* PASAJE CITADO

◇ ◇ ◇ ◇

En el mundo, existen dos grandes maneras de financiar un sistema de salud. El primero, basado en impuestos generales, es conocido como Modelo Beveridge. Bajo este esquema, el Estado se encarga de garantizar servicios de salud a toda la población, como sucede en Reino Unido o en los países nórdicos. Para que funcione, requiere una recaudación fiscal fuerte. Perú, sin embargo, tiene una de las cargas tributarias más bajas de la región: apenas supera el 14% del PBI, frente al promedio latinoamericano de 21.5% y al 34% de los países de la OCDE.
Esta brecha no es solo técnica, también política. Zamora señala que decisiones recientes del Congreso debilitan aún más la base tributaria: “Los recientes ‘regalos’ del Congreso, extendiendo exoneraciones tributarias a sectores como el agroexportador, agravan el problema”. En otras palabras, se reduce la recaudación sin construir una alternativa sostenible.

◇ ◇ ◇ ◇

[Entradas de datos recopiladas]

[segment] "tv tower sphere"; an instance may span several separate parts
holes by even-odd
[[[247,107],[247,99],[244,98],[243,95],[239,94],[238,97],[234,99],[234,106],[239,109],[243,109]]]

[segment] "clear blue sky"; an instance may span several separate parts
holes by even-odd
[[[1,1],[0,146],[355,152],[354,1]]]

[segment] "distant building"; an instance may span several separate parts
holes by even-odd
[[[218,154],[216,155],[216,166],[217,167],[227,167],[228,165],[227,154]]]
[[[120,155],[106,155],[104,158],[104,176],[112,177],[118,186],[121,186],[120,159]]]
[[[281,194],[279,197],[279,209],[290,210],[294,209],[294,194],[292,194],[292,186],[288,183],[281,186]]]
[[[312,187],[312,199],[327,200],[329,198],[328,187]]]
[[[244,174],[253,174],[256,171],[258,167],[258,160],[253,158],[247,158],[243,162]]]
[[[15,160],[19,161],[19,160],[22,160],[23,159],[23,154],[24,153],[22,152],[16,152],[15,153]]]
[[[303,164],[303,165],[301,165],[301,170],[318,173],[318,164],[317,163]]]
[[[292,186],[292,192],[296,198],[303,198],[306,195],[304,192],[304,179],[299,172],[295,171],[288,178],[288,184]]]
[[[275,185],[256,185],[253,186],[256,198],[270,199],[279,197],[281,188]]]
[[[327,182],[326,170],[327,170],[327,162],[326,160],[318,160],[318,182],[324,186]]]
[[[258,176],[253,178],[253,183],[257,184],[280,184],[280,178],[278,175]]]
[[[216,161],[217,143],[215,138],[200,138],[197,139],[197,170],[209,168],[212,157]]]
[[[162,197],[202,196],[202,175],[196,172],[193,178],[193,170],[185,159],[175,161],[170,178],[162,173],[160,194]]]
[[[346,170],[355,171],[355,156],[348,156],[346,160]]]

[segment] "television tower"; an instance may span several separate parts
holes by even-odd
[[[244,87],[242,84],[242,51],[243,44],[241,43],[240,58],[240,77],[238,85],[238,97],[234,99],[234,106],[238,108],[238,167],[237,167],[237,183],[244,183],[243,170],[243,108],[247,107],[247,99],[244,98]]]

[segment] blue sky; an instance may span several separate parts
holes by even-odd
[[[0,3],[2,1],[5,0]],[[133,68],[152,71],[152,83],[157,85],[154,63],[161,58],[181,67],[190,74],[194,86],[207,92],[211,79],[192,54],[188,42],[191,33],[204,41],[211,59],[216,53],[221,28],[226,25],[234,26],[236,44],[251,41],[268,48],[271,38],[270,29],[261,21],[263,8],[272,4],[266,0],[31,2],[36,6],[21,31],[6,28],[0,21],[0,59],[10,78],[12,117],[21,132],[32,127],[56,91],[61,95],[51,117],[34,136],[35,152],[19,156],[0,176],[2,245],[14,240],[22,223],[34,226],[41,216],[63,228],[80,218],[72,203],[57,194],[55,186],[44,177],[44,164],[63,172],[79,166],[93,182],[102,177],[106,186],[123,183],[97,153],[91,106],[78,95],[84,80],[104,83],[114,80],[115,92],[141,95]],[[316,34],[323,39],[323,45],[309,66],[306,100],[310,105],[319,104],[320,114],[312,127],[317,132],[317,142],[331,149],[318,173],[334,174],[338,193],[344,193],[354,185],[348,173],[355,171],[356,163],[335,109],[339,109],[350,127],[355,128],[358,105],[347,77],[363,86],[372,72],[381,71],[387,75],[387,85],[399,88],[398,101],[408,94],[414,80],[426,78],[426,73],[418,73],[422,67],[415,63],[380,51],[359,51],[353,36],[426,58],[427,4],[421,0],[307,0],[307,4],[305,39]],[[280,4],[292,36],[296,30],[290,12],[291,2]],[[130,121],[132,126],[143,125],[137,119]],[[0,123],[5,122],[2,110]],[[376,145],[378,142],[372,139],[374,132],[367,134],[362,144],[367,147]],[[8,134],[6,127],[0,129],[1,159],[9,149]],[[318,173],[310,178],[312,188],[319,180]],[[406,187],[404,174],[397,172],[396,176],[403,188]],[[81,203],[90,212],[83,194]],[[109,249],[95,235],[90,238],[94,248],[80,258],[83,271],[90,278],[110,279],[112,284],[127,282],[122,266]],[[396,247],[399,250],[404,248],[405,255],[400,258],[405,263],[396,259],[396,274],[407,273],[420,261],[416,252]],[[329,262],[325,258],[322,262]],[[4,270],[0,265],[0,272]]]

◇ ◇ ◇ ◇

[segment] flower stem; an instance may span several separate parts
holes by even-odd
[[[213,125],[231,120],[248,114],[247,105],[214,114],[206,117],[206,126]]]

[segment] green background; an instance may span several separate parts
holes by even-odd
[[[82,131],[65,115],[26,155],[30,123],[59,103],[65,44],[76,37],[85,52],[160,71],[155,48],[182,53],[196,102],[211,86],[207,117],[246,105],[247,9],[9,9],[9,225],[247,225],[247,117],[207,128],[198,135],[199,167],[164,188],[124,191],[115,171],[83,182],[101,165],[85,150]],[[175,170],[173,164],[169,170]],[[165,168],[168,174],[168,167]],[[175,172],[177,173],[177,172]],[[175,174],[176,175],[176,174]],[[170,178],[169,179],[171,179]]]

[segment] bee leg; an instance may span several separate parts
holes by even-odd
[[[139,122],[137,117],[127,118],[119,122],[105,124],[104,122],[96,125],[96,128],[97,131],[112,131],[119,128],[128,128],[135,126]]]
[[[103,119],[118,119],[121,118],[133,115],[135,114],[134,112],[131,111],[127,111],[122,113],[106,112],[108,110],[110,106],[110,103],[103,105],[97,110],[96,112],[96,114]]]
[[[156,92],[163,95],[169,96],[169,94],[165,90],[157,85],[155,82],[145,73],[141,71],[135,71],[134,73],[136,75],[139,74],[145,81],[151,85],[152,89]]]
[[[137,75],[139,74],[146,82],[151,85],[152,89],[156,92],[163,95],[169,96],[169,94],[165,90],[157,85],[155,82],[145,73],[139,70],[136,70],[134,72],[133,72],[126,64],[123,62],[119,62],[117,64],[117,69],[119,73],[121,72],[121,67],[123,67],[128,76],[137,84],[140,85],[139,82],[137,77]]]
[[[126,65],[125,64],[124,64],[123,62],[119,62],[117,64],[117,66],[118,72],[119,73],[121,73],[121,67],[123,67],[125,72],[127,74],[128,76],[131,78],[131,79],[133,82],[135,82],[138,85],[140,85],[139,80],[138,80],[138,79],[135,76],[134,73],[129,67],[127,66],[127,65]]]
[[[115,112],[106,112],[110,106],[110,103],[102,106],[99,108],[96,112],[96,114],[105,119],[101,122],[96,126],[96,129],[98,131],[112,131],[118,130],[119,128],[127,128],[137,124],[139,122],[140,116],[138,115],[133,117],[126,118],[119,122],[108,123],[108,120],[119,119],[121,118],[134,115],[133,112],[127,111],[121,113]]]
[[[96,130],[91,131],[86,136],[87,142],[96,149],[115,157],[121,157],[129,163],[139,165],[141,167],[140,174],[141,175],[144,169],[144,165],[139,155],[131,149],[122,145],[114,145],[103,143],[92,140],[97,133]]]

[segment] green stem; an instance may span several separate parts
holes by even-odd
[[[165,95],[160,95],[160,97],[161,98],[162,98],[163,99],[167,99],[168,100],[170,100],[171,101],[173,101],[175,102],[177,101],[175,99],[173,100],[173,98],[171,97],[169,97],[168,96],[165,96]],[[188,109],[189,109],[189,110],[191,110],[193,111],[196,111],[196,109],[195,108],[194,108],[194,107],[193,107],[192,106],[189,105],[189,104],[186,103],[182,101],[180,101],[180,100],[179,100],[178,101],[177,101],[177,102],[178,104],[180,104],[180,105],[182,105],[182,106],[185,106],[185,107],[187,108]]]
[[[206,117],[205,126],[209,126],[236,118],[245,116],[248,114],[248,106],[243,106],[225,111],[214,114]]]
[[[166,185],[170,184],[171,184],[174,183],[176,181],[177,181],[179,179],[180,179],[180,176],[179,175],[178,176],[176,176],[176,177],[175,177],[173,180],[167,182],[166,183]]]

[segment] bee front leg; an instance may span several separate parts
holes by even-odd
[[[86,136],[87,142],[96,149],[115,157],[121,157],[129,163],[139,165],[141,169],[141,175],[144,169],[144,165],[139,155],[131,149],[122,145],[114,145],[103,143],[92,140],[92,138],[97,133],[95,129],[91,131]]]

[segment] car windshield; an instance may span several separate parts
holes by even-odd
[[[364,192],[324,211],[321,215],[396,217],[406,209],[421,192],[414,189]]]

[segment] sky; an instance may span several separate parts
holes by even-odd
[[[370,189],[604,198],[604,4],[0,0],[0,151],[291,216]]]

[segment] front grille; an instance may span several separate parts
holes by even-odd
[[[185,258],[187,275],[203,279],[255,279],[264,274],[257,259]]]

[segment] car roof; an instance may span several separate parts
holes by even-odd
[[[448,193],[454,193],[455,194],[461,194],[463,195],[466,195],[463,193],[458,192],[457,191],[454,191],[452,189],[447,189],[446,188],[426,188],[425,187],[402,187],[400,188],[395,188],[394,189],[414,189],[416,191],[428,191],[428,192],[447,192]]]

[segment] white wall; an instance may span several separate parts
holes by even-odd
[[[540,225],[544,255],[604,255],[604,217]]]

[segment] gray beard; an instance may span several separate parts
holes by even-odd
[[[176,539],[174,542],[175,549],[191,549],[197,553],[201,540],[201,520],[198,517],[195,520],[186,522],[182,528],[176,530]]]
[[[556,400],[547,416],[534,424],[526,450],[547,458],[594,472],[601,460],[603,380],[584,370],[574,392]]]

◇ ◇ ◇ ◇

* DESCRIPCIÓN DE LA TAREA
Responde según el texto sobre la financiación de la salud:
(a) ¿Cómo se llama el modelo de financiación basado en impuestos generales?
(b) ¿Qué porcentaje del PBI representa la carga tributaria de los países de la OCDE?
(c) ¿A qué sector se han extendido exoneraciones tributarias, según Zamora?

* RESULTADO
(a) Modelo Beveridge.
(b) El 34%.
(c) Al sector agroexportador.